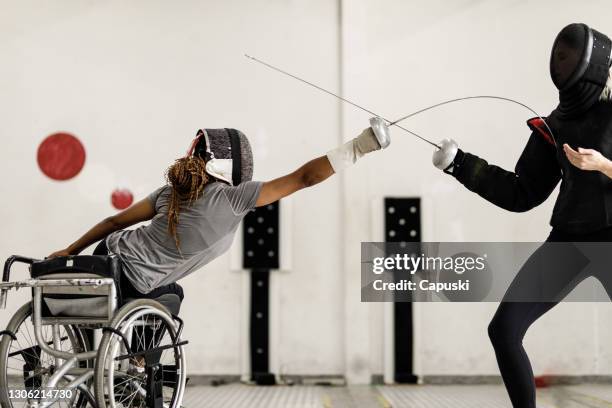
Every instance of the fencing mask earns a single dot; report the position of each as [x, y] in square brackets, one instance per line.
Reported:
[227, 153]
[579, 67]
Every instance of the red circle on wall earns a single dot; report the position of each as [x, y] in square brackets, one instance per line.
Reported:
[122, 198]
[61, 156]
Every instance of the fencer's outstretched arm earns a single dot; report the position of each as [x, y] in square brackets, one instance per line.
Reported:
[536, 174]
[588, 160]
[319, 169]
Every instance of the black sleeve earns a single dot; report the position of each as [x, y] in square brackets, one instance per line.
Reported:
[536, 174]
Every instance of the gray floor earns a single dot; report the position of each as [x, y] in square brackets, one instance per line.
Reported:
[418, 396]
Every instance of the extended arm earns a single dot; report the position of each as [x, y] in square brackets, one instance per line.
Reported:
[535, 177]
[141, 211]
[589, 160]
[321, 168]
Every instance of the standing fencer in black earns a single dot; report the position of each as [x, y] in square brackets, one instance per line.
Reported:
[579, 143]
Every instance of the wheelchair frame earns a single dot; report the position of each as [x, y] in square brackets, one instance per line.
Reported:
[66, 362]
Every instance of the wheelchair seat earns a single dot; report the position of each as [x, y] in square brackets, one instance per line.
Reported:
[170, 301]
[86, 301]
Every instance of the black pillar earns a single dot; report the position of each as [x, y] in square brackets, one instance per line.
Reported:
[260, 256]
[403, 225]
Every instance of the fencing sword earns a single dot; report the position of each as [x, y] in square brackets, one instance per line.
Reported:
[374, 123]
[395, 122]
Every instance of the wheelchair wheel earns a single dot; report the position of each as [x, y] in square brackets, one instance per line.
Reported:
[155, 376]
[23, 365]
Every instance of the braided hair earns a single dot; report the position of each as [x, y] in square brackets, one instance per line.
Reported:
[187, 177]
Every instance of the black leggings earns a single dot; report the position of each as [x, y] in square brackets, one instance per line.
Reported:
[512, 319]
[128, 291]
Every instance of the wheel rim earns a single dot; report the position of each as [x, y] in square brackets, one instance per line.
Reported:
[129, 387]
[25, 365]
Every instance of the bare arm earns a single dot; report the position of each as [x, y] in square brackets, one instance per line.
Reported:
[141, 211]
[311, 173]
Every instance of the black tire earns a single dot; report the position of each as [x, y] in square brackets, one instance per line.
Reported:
[12, 361]
[107, 368]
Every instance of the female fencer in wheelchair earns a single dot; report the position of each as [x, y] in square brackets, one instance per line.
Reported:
[103, 330]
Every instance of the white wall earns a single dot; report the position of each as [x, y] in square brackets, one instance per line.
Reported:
[134, 80]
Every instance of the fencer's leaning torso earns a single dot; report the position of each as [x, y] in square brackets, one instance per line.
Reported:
[206, 229]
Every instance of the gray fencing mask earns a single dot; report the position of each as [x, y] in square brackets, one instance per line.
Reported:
[227, 153]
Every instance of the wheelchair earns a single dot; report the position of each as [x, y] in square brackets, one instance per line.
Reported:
[78, 343]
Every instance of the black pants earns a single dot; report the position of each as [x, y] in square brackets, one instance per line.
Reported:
[128, 291]
[512, 319]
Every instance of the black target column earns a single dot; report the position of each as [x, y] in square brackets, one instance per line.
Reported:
[403, 225]
[260, 255]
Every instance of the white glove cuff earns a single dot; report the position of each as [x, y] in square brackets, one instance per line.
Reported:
[344, 156]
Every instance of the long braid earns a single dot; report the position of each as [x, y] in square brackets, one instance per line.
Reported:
[187, 177]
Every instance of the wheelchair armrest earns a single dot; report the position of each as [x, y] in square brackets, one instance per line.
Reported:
[6, 273]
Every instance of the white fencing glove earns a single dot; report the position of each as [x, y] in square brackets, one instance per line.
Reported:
[444, 158]
[371, 139]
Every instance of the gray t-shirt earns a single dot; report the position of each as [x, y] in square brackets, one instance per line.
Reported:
[205, 229]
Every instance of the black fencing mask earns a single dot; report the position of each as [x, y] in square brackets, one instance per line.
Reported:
[579, 67]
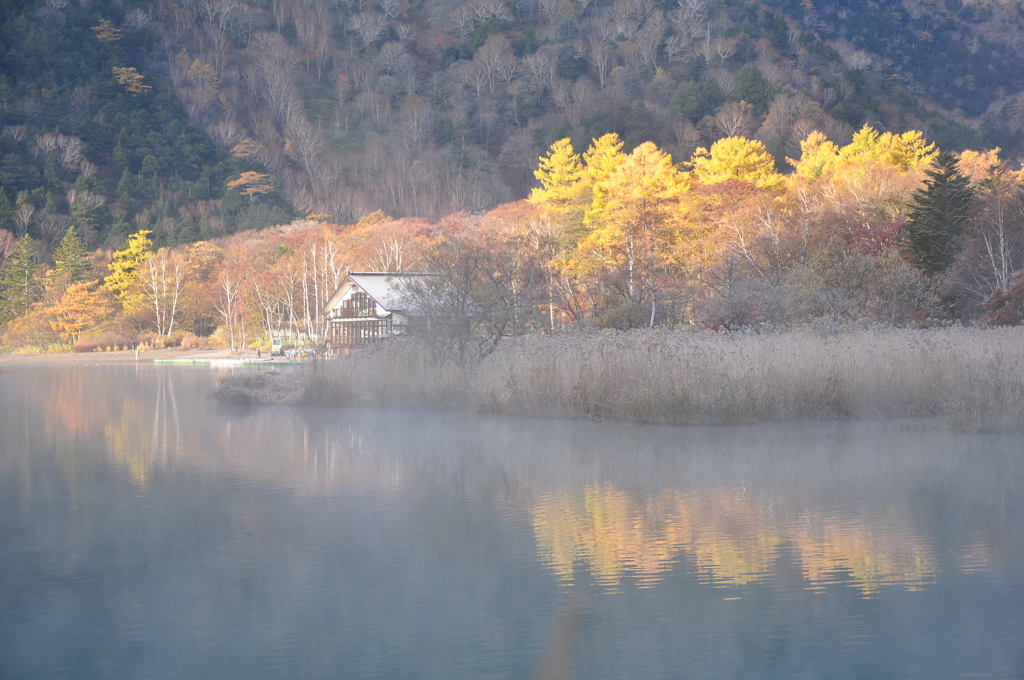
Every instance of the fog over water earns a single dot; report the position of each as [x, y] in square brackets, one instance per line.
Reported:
[147, 532]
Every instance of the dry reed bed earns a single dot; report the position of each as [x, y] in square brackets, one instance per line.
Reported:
[974, 377]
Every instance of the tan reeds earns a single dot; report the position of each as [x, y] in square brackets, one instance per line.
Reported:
[974, 377]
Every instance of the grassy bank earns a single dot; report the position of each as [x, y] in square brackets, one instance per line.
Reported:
[973, 377]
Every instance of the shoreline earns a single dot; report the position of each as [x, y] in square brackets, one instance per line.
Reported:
[126, 356]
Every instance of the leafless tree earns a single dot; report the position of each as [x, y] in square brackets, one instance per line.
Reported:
[735, 119]
[649, 38]
[369, 26]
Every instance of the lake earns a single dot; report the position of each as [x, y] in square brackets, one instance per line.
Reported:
[147, 532]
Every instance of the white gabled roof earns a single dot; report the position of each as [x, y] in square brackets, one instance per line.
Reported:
[386, 288]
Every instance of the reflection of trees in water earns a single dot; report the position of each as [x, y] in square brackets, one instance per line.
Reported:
[727, 535]
[147, 432]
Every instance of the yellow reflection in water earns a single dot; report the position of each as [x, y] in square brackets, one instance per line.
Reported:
[126, 441]
[871, 553]
[729, 536]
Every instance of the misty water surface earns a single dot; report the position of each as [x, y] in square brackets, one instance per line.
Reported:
[146, 532]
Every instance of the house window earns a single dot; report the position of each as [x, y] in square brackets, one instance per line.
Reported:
[359, 304]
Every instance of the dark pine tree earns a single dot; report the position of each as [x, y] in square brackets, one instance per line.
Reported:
[71, 260]
[18, 288]
[939, 214]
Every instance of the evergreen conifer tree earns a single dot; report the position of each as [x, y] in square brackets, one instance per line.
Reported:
[18, 288]
[939, 214]
[71, 258]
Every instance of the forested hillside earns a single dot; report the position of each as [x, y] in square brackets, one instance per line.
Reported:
[95, 136]
[124, 113]
[700, 161]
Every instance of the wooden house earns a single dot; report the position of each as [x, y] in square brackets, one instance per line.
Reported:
[368, 306]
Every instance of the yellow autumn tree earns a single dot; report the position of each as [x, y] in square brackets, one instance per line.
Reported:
[633, 236]
[253, 184]
[905, 152]
[736, 159]
[818, 156]
[560, 173]
[125, 270]
[80, 307]
[131, 79]
[603, 159]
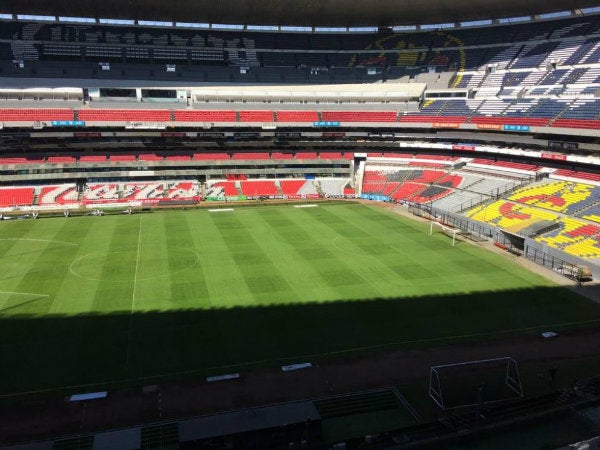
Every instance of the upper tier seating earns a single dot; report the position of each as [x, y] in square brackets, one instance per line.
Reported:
[205, 116]
[35, 115]
[222, 188]
[210, 156]
[254, 188]
[149, 157]
[297, 116]
[92, 158]
[250, 156]
[14, 196]
[124, 115]
[256, 116]
[122, 158]
[359, 116]
[183, 190]
[20, 160]
[280, 155]
[560, 196]
[60, 159]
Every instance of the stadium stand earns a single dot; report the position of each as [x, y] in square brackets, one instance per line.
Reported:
[60, 195]
[13, 196]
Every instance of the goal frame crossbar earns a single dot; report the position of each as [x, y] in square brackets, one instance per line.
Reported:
[512, 380]
[453, 232]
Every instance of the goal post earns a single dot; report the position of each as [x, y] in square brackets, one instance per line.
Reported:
[449, 231]
[456, 386]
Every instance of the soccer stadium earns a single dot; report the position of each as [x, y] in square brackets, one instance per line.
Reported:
[285, 225]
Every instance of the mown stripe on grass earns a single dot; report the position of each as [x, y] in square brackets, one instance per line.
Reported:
[260, 272]
[304, 253]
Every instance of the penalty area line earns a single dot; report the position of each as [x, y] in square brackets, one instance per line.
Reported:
[137, 264]
[40, 240]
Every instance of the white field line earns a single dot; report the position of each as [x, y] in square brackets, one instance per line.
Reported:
[39, 240]
[156, 277]
[314, 355]
[137, 264]
[24, 293]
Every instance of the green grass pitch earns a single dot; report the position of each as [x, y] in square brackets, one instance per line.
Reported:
[106, 301]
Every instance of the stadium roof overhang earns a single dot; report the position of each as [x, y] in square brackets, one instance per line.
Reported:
[342, 13]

[WHAT THE TASK REQUIRES]
In the entries above, take the line containing "Every instance of the penalty" and each later line through the last, and repeat them exactly. Output nothing else.

[REPLY TO THE EXERCISE]
Every instance of the penalty area line earns a single dot; report the position of each as [x, y] in square brackets, one instance per line.
Reported:
[137, 264]
[40, 240]
Every instance of the white field line earns a single dot; report the position of each as [x, y] in square brackets, one instance per line.
Reported:
[39, 240]
[156, 277]
[314, 355]
[137, 264]
[24, 293]
Every instance of the green grass pitch earns a single dot; report the position of each as [x, y] in square brackets, one instance per line.
Reported:
[106, 301]
Every instance of the stadium roof overhang earns a single dot; report the position of each as [x, y] in square brackets, one instance per line.
Reported:
[342, 13]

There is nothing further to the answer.